■ SOURCE RECORDS ■
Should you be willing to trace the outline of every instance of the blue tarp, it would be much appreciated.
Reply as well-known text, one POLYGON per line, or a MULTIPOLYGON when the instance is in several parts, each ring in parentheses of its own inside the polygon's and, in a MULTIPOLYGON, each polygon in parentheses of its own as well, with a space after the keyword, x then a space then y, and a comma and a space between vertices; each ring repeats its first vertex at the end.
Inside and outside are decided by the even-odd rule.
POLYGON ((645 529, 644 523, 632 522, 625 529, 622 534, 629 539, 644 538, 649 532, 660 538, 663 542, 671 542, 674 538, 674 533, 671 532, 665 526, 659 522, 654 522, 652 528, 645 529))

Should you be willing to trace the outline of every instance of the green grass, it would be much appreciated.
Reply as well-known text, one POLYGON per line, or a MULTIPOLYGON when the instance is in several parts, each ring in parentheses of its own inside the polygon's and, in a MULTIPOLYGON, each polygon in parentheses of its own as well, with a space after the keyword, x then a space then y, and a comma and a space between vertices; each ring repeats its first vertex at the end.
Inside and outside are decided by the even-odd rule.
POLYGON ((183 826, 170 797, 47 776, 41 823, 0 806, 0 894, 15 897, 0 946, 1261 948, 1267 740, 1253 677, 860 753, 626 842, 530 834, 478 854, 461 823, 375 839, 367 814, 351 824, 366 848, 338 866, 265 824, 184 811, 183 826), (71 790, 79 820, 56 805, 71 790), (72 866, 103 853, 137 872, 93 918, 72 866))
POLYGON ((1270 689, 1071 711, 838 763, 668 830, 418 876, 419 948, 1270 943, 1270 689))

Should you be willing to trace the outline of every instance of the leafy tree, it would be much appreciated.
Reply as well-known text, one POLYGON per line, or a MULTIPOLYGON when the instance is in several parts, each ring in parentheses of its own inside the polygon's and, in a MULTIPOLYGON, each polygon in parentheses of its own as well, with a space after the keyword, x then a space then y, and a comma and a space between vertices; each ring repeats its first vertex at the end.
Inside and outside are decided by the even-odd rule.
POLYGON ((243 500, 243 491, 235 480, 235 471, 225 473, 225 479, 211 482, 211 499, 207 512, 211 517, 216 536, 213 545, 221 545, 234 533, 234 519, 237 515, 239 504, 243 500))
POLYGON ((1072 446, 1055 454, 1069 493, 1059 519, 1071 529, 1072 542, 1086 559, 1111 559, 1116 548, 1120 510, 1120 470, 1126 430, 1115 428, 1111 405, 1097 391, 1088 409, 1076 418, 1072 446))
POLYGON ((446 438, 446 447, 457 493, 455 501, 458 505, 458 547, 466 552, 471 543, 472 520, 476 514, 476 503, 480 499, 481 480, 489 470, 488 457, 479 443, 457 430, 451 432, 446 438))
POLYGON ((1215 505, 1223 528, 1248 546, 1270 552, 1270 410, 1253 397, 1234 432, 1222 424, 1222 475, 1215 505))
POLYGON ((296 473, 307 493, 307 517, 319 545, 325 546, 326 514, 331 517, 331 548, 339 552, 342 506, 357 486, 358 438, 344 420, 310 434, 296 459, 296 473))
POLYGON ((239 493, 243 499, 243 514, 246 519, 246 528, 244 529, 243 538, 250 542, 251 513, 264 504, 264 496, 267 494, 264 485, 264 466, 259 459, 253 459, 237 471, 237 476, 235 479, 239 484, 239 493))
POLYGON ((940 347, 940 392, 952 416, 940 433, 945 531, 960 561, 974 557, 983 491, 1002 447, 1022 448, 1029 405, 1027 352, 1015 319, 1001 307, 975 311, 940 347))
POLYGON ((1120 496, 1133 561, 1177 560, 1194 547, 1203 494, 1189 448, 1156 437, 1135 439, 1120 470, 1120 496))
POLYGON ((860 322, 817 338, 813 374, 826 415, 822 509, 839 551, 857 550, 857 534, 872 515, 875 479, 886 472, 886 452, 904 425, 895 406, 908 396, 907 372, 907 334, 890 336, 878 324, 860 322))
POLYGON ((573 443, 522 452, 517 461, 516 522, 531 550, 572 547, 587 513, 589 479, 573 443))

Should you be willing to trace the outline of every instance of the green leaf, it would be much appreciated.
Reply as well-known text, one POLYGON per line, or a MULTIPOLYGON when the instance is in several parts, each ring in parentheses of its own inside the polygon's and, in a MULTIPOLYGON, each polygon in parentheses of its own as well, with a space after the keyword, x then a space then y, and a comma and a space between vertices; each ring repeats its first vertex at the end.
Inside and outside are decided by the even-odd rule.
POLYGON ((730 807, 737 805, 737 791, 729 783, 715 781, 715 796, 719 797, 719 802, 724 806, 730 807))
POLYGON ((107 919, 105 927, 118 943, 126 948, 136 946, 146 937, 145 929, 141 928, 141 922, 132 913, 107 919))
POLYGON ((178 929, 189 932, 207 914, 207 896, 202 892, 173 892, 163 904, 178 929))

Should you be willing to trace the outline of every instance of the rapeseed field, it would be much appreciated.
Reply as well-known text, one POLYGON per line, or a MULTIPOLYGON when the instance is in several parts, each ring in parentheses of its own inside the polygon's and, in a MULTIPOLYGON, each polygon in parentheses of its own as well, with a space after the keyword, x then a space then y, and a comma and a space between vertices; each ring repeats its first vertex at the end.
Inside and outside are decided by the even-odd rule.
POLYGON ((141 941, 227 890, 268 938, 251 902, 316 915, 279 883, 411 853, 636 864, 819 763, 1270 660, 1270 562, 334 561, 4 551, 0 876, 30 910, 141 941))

■ STATED TASK ■
Each line from the one containing "field, it would be much appreciated." to the final line of the entries above must be returned exactly, and no other line may appear.

■ SOLVED EXERCISE ■
Should you be willing to trace the outline of every instance of the rapeseed field, it would be much appreciated.
Reply as well-known text, one POLYGON per line, or a MULTIPOLYGON when the instance is in several parts, each ring in parentheses of its own inside the polygon's and, in a MULTIPOLYGON, each polygon in parentheses of its own as well, with a space after the keyword, x then a space then y, and a comma and a space between vertices; each ring repeats its first vertex at the end.
Inside and outside are decided by the even-odd rule.
POLYGON ((141 941, 227 890, 268 938, 251 902, 316 915, 279 883, 411 853, 636 864, 819 763, 1270 660, 1270 562, 334 561, 4 551, 0 876, 30 910, 141 941))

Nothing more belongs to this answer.